— Problem —
Retype all of the listing exactly, passing over any picture you find.
Segment Open
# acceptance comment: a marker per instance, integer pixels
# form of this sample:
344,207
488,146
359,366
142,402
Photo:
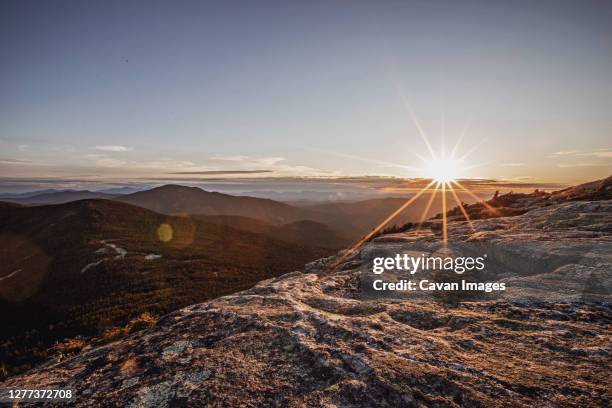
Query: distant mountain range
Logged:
80,267
55,197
Segment Closed
— Written response —
# acceptance comment: a marker per instance, integer pixels
# form of this sample:
344,207
488,146
359,366
142,402
Photo:
Query: distant mountain range
Logged:
80,267
55,197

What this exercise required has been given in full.